▶ **Exercise details**
As you reproduce every line below, keep it exactly as written and leave out the images.

▶ **Material supplied**

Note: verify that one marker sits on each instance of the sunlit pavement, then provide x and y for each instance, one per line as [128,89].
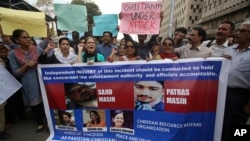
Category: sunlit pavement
[25,130]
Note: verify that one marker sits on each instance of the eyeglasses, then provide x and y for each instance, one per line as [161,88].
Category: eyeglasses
[129,47]
[242,30]
[167,44]
[25,37]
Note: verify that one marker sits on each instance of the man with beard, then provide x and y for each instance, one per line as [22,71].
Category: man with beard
[224,31]
[80,95]
[149,95]
[237,108]
[195,49]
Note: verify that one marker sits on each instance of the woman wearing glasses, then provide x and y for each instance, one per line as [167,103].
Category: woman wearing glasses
[23,61]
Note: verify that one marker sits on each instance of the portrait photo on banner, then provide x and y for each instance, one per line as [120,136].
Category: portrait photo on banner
[64,120]
[122,121]
[149,95]
[79,95]
[94,120]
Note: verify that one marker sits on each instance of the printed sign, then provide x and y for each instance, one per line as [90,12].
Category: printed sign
[141,17]
[107,22]
[137,100]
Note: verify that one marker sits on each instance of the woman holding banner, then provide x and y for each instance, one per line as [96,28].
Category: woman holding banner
[89,55]
[23,61]
[130,53]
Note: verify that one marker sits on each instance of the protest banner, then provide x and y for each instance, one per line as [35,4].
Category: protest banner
[71,17]
[140,17]
[8,85]
[106,22]
[33,22]
[136,100]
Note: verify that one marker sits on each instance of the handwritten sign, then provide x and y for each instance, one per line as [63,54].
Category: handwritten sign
[141,17]
[71,17]
[32,22]
[107,22]
[5,82]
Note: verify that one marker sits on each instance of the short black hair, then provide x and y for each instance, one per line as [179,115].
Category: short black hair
[181,29]
[232,25]
[110,34]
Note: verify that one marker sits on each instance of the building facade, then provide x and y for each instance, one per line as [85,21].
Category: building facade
[216,11]
[186,14]
[204,13]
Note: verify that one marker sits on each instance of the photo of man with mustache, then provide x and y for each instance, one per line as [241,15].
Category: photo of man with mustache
[149,95]
[80,95]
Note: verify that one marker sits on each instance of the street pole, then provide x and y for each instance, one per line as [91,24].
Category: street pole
[170,25]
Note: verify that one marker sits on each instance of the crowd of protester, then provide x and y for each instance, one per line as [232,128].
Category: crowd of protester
[20,55]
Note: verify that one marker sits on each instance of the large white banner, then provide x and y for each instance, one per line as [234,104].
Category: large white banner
[163,100]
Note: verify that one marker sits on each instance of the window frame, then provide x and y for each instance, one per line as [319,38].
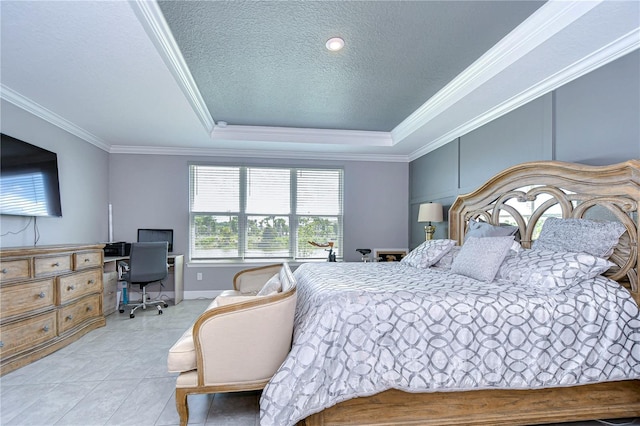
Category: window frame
[242,214]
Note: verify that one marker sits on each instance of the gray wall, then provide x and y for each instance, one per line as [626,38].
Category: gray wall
[153,191]
[592,120]
[83,172]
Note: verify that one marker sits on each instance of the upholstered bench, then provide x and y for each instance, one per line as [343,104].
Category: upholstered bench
[241,338]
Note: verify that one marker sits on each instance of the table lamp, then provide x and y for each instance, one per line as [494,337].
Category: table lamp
[430,212]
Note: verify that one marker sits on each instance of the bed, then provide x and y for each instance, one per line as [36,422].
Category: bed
[391,343]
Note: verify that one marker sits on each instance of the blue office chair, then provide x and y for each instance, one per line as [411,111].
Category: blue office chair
[147,264]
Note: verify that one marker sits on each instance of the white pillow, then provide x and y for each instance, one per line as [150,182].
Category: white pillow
[480,258]
[480,229]
[428,253]
[272,286]
[598,238]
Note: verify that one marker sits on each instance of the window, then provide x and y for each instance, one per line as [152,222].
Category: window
[244,213]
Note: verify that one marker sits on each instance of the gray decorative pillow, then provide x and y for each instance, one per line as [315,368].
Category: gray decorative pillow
[480,258]
[579,235]
[480,229]
[272,286]
[428,253]
[446,260]
[550,269]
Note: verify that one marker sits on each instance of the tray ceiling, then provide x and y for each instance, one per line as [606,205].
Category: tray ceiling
[254,78]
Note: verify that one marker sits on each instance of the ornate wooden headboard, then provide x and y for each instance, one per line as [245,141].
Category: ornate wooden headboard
[524,195]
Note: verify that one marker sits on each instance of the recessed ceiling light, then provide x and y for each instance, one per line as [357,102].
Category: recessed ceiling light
[334,44]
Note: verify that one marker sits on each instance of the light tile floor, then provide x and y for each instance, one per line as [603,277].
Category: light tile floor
[116,375]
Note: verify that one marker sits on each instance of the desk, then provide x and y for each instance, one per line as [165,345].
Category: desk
[173,284]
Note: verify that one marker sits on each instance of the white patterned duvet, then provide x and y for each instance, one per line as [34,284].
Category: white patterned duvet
[362,328]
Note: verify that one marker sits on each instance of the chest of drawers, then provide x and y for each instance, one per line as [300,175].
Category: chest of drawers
[49,297]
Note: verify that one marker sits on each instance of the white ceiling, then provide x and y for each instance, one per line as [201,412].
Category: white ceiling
[148,77]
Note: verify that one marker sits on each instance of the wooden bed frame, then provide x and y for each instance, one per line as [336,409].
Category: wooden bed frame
[580,191]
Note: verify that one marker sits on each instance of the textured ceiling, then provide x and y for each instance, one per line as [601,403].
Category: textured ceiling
[265,63]
[143,77]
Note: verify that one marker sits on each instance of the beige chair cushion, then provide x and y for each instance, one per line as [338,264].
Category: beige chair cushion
[272,286]
[182,355]
[286,277]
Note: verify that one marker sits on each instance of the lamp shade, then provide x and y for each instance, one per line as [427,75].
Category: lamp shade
[430,212]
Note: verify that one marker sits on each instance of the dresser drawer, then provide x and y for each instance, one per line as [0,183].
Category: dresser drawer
[52,265]
[76,313]
[27,333]
[87,259]
[77,285]
[22,298]
[15,269]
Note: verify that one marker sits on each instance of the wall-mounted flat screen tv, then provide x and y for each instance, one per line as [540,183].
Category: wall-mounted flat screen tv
[29,183]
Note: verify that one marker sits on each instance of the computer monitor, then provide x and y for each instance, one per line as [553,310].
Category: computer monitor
[153,235]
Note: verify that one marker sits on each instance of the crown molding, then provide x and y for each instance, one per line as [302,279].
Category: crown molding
[614,50]
[242,153]
[301,135]
[543,24]
[156,27]
[38,110]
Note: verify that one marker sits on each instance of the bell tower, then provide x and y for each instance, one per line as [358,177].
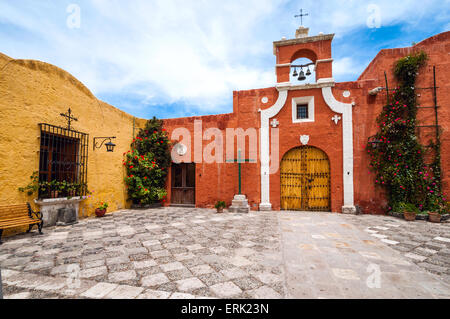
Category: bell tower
[315,48]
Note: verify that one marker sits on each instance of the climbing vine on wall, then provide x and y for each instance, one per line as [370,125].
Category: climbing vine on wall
[147,164]
[397,156]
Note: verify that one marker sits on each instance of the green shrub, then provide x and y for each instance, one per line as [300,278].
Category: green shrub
[147,164]
[397,157]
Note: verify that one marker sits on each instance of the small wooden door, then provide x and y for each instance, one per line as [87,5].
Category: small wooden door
[183,184]
[305,180]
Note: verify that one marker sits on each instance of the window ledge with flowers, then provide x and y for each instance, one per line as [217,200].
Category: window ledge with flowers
[54,196]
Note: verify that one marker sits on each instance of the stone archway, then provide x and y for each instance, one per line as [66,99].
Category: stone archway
[305,180]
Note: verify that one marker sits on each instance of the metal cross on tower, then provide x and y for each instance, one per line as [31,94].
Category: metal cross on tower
[69,117]
[240,160]
[301,15]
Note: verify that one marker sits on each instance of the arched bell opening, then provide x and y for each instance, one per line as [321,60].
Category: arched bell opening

▶ **Expected answer**
Note: verify that one marker sits on each instance of the sunlit pavement, then provide x and y for each instance, one per line as [128,89].
Category: sunlit pavement
[25,130]
Note: verify that one marker sits on each instance of the eyeglasses, then provide x and y for each instance, one per line as [161,88].
Category: eyeglasses
[129,47]
[242,30]
[167,44]
[25,37]
Note: verify that one marker sits on each instance of the man with beard, then provide x and y for each instance, one per line as [22,71].
Category: man with beard
[224,31]
[80,95]
[149,95]
[237,108]
[195,49]
Note: verify that one marker sits on each instance of the woman wearing glasses, then provide x and y for each instance, one per line as [167,103].
Category: woman wearing glasses
[23,61]
Note: verify that one marker sits on each instance of the portrait photo on banner, then provide x and y for each instance, one per line as [120,136].
Category: portrait photo on banner
[64,120]
[122,121]
[149,95]
[79,95]
[94,120]
Note: verify that one marker sits on each instance of the printed sign, then provide x and y for each instance, one per line as [90,12].
Category: printed sign
[141,17]
[107,22]
[137,100]
Note: verify that one marker sits on each instance of the woman holding banner, then provide x and y for each instance, one per line as [96,28].
Category: woman holding banner
[89,55]
[23,61]
[130,53]
Note: verify that one marker sits on each instance of the protest banner, then provide x and y for each instance, one per line as [35,4].
Category: protest banner
[71,17]
[140,17]
[8,85]
[106,22]
[33,22]
[136,100]
Note: verify that one marker sits on each instance of the handwritten sign, then provide x and y for each instance, one per line as [63,54].
Category: handwritten sign
[141,17]
[71,17]
[32,22]
[107,22]
[5,82]
Note: verify that one marker sits on each instance of the short black hair, then provide x and y for each instance, one per line as [179,115].
Category: short black hair
[181,29]
[232,25]
[110,34]
Note: verify that one marker sits on each instance of the building facade, then provide x and y for each instance, one per line as [85,21].
Category: building facade
[216,11]
[186,14]
[204,13]
Note: verify that one marker sits on each instance of the photo of man with mustache, then provide x and y for each instance, one per line as [241,15].
Category: photo of man with mustache
[149,95]
[80,95]
Note: verify that one marker sits on each instance of the street pole, then provide x and y for each instance, one per line as [91,24].
Category: street pole
[170,25]
Note: verify that one marker sits on each instance of the crowd of protester, then provide x and y for each instance, one per line as [232,128].
Category: crowd of protester
[20,55]
Note: verify that one marker sits on each instance of the large white banner, then provide x and y for each instance, one per line as [234,104].
Category: large white banner
[163,100]
Note: verify that one marker sits on each instance of the window frame, then provide x and y for each instance, one per line as [319,38].
Category: window frame
[242,214]
Note: verify that one marker sits on each instance of the gray wall, then provide x and y for each instance, one per line as [626,38].
Category: gray wall
[153,191]
[592,120]
[83,172]
Note: verify that one marker sits on each instance of the upholstered bench, then provide x and y for each instance, one per line as [343,104].
Category: upholstered bench
[241,338]
Note: verify that one marker sits on each instance of the table lamp, then provide x and y for each instance, one per line as [494,337].
Category: table lamp
[430,212]
Note: verify that one marker sits on each instance of the bed, then provide x and y for each instance, one per line as [36,422].
Category: bed
[391,343]
Note: verify that one marker sits on each instance of the blue office chair, then provide x and y for each instance, one per line as [411,111].
Category: blue office chair
[147,264]
Note: verify that one marker sits on each instance of the white pillow, then provide x and y for each instance, one per line as [150,182].
Category: white pillow
[480,258]
[480,229]
[428,253]
[272,286]
[598,238]
Note: verify that one marker sits on each instance of the window, then provide x and y for each instance, one per line as [152,222].
Category: window
[244,213]
Note: verify that one marker sits on each instance of the gray decorative pillow, then provide x and y for each instance, one per line as [315,368].
Category: gray decorative pillow
[480,258]
[579,235]
[480,229]
[272,286]
[428,253]
[446,260]
[550,269]
Note: verify that one marker sits on each instance of the tray ceiling, then provide x and y for each instance, one per line as [606,205].
Category: tray ceiling
[254,78]
Note: verify that one marker sits on each instance of the ornate wooden headboard, then provide x and y for each instance, one per line as [245,141].
Category: ornate wooden headboard
[524,195]
Note: verify that one marker sits on each instance of the recessed ceiling light, then provide x and y for each instance, one per line as [357,102].
Category: recessed ceiling light
[334,44]
Note: verify that one marker sits on each instance of the light tile floor, then provide x and y for each instance, one per line as [603,277].
Category: light tile floor
[116,375]
Note: verify that one marker sits on each instance of the desk, then provide x and y for each instance, one per line as [165,345].
Category: desk
[173,284]
Note: verify that one marker sits on each instance of the white patterned duvet, then provide x and y for each instance, one per line as [34,284].
Category: white patterned duvet
[362,328]
Note: verify that one marker sits on each instance of the chest of drawers, then provide x and y for each instance, one per line as [300,175].
Category: chest of drawers
[49,297]
Note: verify that one marker sits on each instance of the white ceiling, then provide x and y for each instance, one per line as [201,412].
Category: white ceiling
[148,77]
Note: verify that one marker sits on each instance of the wooden bed frame, then provide x and y for each instance, one per line as [336,409].
Category: wooden bed frame
[580,191]
Note: verify that one marker sits on each instance of the textured ceiling, then provide x and y for each instance, one per line as [601,403].
Category: textured ceiling
[265,63]
[143,77]
Note: verify that one marker sits on each instance of the beige chair cushion, then provide x and y for each instance, one per line as [338,264].
Category: beige chair cushion
[272,286]
[182,355]
[286,277]
Note: verify that one marker sits on each instance of the lamp shade, then provide x and y for each instance, one per line as [427,75].
Category: lamp shade
[430,212]
Note: verify that one marker sits on each instance of the dresser drawer, then provide x and y for each instance, one per line as [0,183].
Category: dresser drawer
[52,265]
[76,313]
[27,333]
[87,259]
[77,285]
[22,298]
[15,269]
Note: verify that one marker sits on each instance of the wall-mounted flat screen tv, then provide x and y for each instance, one per line as [540,183].
Category: wall-mounted flat screen tv
[29,183]
Note: verify that one marker sits on each instance of the computer monitor, then provide x and y for each instance, one per line as [553,310].
Category: computer monitor
[153,235]
Note: verify that one marker sits on each instance of the crown molding, then provide x and y for each instance, one per line as [302,279].
Category: crown molding
[614,50]
[242,153]
[301,135]
[543,24]
[156,27]
[38,110]
Note: verify that one marker sits on each instance of the bell tower, then provide x and y for each instance, one per line as [358,177].
Category: bell tower
[315,48]
Note: verify that one marker sits on each instance of the climbing vine on wall, then provide x and y for each instance, one per line as [370,125].
Category: climbing vine on wall
[147,164]
[397,156]
Note: verify that one marker sits on each instance of the green shrub, then provide x and y for each instance, one per line as [300,278].
Category: green shrub
[147,164]
[397,157]
Note: verify that one marker sits on each instance of the small wooden door, then provide x and y for each instance, one per line as [87,5].
Category: small wooden door
[183,184]
[305,180]
Note: verify that one marker sits on each instance of the window ledge with flowers, then provide x and y for each instance, one per line as [217,200].
Category: window ledge with flowers
[54,196]
Note: verify that one marker sits on each instance of the stone archway, then provide x and y for each instance, one per line as [66,99].
Category: stone archway
[305,180]
Note: verify that one marker sits on each instance of the metal cross on tower, then provide x and y for each instance, one per line as [31,94].
Category: metal cross on tower
[69,117]
[240,160]
[301,15]
Note: verify that one marker sits on each instance of the arched bell opening, then provide x and y for each instance, one per line as [321,60].
Category: arched bell opening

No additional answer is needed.